EXCERPT TO READ |
(begin)

The Linux kernel isn't "primarily" sync, the kernel itself has been almost entirely async except for some small parts, like the bottom half of interrupt handlers which can't be pre-empted. Even in the early days of Linux the scheduler was pre-emptive and used "wait channels" create a synchronous interface for the asynchronous kernel. In the early days of Linux, if a process was in kernel mode then it couldn't be pre-empted until it returned to user mode, but this is no longer the case, and with PREEMPT_RT this is even the case for RT processes /kernel tasks.
Now, the POSIX API is largely synchronous, but this is mainly because of the history of UNIX (and Multics before it).
That particular paragraph can be phrased better so I'll adjust that. What I meant to say is that you can't handle it asynchronously like you can with sockets, i.e. polling it for readiness. This is because for file IO, reads and writes are always reported as being available, making epoll/kqueue/etc effectively useless.

(end)

STORED ROWS |
(begin)

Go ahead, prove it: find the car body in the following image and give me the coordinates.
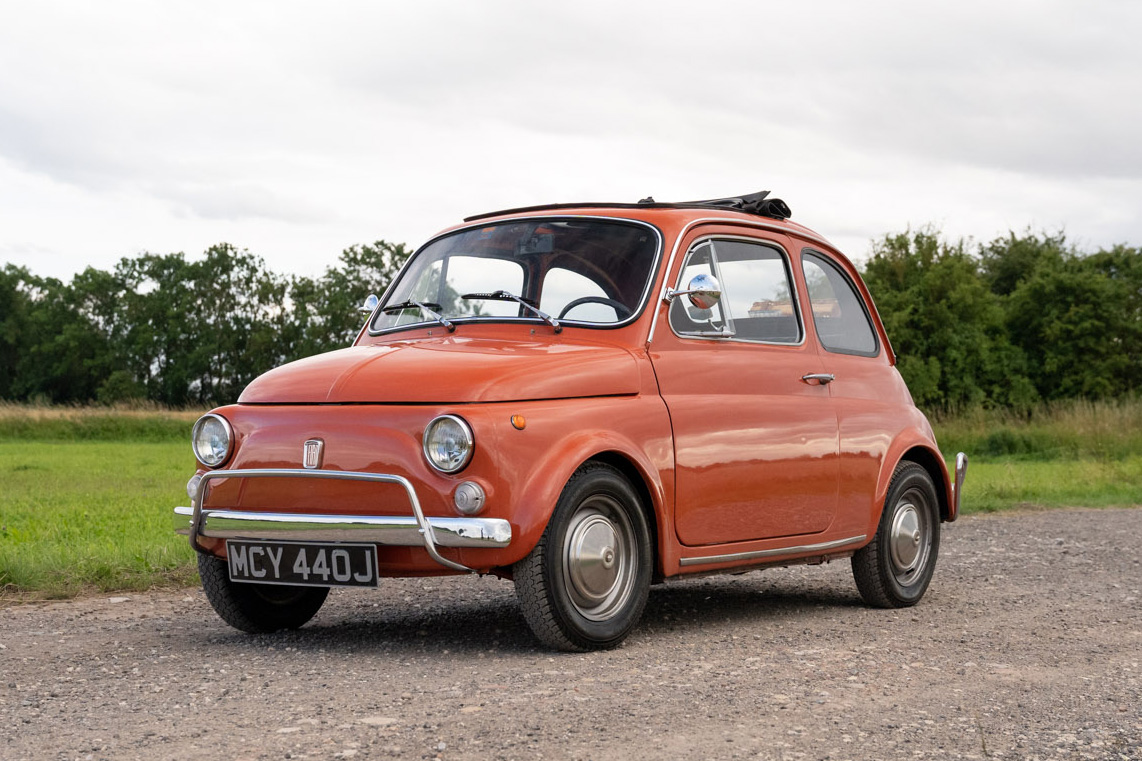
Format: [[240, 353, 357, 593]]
[[175, 192, 966, 650]]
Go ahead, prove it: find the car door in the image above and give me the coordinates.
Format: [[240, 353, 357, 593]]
[[650, 233, 838, 546], [802, 249, 886, 515]]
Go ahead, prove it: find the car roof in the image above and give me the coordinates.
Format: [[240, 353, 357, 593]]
[[454, 191, 845, 251], [464, 191, 793, 222]]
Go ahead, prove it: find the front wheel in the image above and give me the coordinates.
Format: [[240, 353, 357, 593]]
[[513, 464, 652, 651], [852, 462, 940, 608], [199, 553, 329, 634]]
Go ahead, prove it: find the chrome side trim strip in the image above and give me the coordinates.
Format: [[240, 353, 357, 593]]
[[679, 534, 868, 566], [187, 468, 500, 572], [175, 507, 512, 547]]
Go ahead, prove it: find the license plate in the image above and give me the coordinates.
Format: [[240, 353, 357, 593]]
[[226, 539, 378, 586]]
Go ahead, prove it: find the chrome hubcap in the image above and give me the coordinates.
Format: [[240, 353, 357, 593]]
[[888, 496, 932, 584], [563, 496, 635, 620]]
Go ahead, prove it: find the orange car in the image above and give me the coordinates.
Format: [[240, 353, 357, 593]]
[[175, 193, 967, 650]]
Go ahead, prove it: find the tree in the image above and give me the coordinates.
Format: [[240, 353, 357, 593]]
[[862, 229, 1037, 409], [289, 240, 411, 358], [1007, 247, 1142, 399]]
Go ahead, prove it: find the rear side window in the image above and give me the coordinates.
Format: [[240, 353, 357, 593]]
[[802, 254, 878, 357]]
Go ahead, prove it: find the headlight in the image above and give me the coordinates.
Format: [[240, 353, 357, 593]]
[[191, 412, 234, 467], [424, 415, 476, 473]]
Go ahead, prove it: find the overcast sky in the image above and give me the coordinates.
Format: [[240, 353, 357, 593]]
[[0, 0, 1142, 280]]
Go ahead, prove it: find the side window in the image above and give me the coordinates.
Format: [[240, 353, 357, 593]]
[[802, 254, 878, 357], [670, 240, 802, 344]]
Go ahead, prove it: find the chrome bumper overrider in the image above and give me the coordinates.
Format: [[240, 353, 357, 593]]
[[951, 452, 967, 520], [174, 468, 512, 571]]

(end)

Reproduce, word for word, the whole excerpt on how asynchronous the Linux kernel is. The records are separate material, apart from the text.

The Linux kernel isn't "primarily" sync, the kernel itself has been almost entirely async except for some small parts, like the bottom half of interrupt handlers which can't be pre-empted. Even in the early days of Linux the scheduler was pre-emptive and used "wait channels" create a synchronous interface for the asynchronous kernel. In the early days of Linux, if a process was in kernel mode then it couldn't be pre-empted until it returned to user mode, but this is no longer the case, and with PREEMPT_RT this is even the case for RT processes /kernel tasks.
Now, the POSIX API is largely synchronous, but this is mainly because of the history of UNIX (and Multics before it).
That particular paragraph can be phrased better so I'll adjust that. What I meant to say is that you can't handle it asynchronously like you can with sockets, i.e. polling it for readiness. This is because for file IO, reads and writes are always reported as being available, making epoll/kqueue/etc effectively useless.